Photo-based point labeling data
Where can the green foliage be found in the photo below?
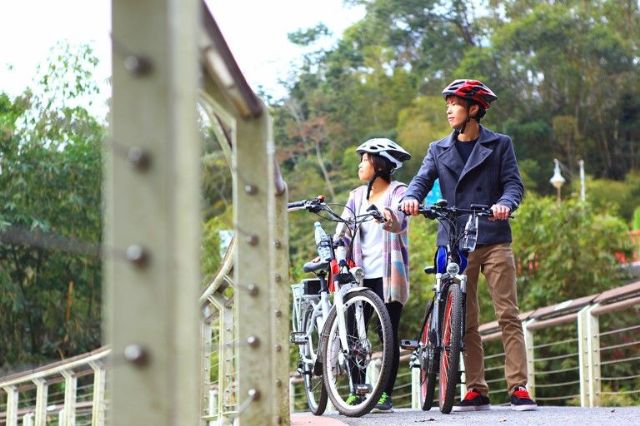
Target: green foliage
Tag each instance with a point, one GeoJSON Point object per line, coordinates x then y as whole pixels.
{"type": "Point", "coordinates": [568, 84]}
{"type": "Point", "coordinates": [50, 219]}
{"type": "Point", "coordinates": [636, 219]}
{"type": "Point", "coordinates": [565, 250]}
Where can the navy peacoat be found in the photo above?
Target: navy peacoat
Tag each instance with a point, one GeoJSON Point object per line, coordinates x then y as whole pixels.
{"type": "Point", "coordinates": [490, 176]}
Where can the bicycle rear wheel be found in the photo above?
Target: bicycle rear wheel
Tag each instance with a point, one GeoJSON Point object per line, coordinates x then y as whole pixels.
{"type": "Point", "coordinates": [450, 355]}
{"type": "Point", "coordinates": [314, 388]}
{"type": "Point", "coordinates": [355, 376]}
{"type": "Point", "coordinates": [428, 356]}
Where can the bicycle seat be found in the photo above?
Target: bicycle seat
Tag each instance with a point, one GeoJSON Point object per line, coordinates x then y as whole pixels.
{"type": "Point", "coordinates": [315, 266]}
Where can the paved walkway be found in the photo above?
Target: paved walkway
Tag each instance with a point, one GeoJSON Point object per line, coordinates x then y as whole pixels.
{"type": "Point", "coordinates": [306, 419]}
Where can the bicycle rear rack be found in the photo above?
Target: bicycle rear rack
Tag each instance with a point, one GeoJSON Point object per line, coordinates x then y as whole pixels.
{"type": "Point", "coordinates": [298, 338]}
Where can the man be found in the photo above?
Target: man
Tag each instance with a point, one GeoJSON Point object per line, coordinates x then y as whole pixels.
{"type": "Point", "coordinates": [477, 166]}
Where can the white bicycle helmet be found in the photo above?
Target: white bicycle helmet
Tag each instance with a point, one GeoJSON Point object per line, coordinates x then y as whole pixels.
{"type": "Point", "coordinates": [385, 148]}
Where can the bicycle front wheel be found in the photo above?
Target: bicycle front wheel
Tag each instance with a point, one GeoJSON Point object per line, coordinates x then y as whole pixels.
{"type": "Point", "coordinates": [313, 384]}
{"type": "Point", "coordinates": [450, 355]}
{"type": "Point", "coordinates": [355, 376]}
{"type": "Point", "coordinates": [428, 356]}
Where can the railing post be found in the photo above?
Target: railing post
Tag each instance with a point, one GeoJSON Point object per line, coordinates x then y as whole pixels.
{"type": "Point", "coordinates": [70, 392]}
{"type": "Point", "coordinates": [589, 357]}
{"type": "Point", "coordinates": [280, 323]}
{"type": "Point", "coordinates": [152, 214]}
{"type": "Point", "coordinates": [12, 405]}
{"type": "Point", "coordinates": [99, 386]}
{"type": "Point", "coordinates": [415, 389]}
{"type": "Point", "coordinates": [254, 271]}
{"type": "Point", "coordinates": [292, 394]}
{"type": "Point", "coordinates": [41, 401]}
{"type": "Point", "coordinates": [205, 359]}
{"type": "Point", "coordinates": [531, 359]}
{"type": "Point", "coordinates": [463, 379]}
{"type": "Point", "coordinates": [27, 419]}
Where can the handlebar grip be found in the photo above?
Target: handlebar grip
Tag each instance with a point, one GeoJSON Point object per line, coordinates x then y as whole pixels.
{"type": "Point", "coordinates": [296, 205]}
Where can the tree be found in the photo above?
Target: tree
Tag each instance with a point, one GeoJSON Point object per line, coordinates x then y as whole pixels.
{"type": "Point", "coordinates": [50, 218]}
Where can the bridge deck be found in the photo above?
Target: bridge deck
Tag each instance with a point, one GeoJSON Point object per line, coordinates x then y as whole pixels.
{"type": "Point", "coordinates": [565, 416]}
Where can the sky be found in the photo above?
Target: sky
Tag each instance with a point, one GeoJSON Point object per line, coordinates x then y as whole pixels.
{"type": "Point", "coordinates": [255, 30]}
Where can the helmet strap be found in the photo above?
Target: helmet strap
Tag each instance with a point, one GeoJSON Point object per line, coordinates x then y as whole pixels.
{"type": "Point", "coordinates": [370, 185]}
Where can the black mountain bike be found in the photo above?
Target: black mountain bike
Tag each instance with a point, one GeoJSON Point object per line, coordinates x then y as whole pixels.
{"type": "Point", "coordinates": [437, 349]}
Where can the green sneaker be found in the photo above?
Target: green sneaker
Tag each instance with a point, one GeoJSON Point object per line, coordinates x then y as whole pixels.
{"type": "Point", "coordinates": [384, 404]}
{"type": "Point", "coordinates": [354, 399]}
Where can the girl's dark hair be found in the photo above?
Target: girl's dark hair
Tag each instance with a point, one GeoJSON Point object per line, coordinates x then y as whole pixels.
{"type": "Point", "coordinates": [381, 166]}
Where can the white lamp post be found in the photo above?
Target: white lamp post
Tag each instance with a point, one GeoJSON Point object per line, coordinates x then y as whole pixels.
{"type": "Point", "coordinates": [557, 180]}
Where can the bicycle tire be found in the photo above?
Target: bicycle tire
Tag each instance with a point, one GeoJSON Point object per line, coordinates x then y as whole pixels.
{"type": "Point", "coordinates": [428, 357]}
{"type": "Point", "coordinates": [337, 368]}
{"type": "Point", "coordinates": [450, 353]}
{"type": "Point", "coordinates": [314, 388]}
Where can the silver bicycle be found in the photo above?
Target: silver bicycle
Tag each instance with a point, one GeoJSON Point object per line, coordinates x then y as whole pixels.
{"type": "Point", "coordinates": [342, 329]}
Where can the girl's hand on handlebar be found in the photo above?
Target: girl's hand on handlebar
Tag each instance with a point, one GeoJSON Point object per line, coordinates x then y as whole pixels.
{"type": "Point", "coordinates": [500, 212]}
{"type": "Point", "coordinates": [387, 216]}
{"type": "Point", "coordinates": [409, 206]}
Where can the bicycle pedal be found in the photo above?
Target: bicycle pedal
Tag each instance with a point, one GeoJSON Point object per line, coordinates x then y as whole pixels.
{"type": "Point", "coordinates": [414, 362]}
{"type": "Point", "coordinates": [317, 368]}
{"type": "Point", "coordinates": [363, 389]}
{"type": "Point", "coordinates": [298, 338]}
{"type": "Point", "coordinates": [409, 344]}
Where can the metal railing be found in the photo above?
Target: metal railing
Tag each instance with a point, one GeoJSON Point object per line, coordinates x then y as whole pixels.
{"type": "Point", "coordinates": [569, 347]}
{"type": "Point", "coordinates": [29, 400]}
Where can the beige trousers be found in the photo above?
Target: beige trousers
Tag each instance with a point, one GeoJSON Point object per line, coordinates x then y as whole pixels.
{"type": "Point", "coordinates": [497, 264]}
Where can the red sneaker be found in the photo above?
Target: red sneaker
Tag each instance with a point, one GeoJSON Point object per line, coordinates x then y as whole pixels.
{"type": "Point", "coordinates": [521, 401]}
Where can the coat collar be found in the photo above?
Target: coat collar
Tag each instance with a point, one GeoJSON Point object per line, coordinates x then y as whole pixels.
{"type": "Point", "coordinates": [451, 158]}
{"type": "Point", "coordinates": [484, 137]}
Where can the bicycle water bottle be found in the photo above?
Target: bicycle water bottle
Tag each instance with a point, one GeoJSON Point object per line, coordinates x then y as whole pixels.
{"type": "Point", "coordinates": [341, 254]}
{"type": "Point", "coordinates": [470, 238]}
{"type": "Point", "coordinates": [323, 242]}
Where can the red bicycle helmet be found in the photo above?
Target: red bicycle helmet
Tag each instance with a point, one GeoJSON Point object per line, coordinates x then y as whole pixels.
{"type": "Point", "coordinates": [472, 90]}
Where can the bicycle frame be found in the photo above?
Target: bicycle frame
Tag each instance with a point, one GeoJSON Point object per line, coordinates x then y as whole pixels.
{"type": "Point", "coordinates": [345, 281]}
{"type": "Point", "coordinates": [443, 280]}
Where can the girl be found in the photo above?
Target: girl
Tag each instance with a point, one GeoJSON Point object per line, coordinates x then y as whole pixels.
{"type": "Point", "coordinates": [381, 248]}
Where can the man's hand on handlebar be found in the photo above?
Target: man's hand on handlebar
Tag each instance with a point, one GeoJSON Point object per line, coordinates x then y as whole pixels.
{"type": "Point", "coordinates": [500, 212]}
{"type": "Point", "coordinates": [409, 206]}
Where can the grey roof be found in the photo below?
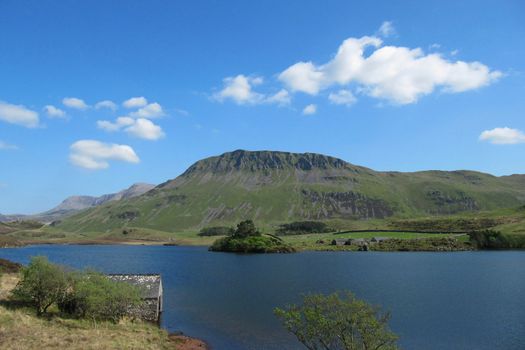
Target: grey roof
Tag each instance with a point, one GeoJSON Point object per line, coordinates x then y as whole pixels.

- The task
Output the line containing "Where can the girl be" and each line after it, through the end of the material, exactly as given. No pictures belong in the output.

- Response to this exercise
Where can the girl be found in the photo above?
Target: girl
Tag each instance with a point, one GeoJSON Point object per line, coordinates x then y as whole pixels.
{"type": "Point", "coordinates": [381, 248]}
Where can the man's hand on handlebar be found in the photo above?
Target: man's hand on handlebar
Tag each instance with a point, one GeoJSON Point object per line, coordinates x then y as whole pixels.
{"type": "Point", "coordinates": [500, 212]}
{"type": "Point", "coordinates": [409, 206]}
Where can the grey roof be found in the photo below?
Target: grey roof
Tag each instance with a point, one GeoJSON Point object per line, coordinates x then y as whole pixels.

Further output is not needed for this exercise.